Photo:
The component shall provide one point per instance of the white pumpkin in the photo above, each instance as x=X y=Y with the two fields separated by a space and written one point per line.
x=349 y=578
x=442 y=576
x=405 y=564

◆ WHAT THIS TASK INVOLVES: Lay out all of the listing above as a CSV with two columns, input and output, putting each text and its answer on one row. Quote every field and replace line breaks with spaces.

◆ RESPONSE FOR THIS EXERCISE:
input,output
"Photo: The component shall provide one point per instance of the white pumpkin in the photo above, each instance as x=X y=Y with the two fields separated by a space and written one point per line.","x=349 y=578 x=442 y=576 x=405 y=564"